## Data entries

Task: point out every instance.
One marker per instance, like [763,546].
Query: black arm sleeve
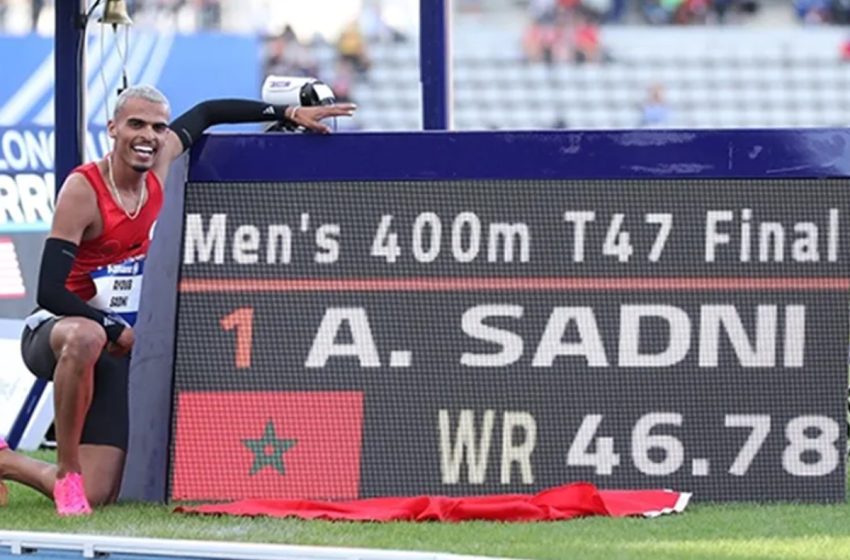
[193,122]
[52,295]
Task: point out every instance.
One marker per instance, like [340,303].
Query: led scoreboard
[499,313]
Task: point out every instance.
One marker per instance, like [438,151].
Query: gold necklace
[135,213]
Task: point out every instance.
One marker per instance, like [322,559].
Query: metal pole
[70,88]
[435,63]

## Aim
Could you copy out every line of the records above word for word, leaving out the picture?

## Completed exercise
Task: point out every instance.
One marker per instance, like [763,546].
Query: black arm sleeve
[193,122]
[52,295]
Task: point out every instance.
One marker per instance, like [340,303].
Query: led scoreboard
[499,313]
Task: point out every instance.
One marker per instance, like [438,151].
Query: gold necklace
[135,213]
Task: point out every instance.
One marker per instance, like [322,559].
Query: metal pole
[70,88]
[435,63]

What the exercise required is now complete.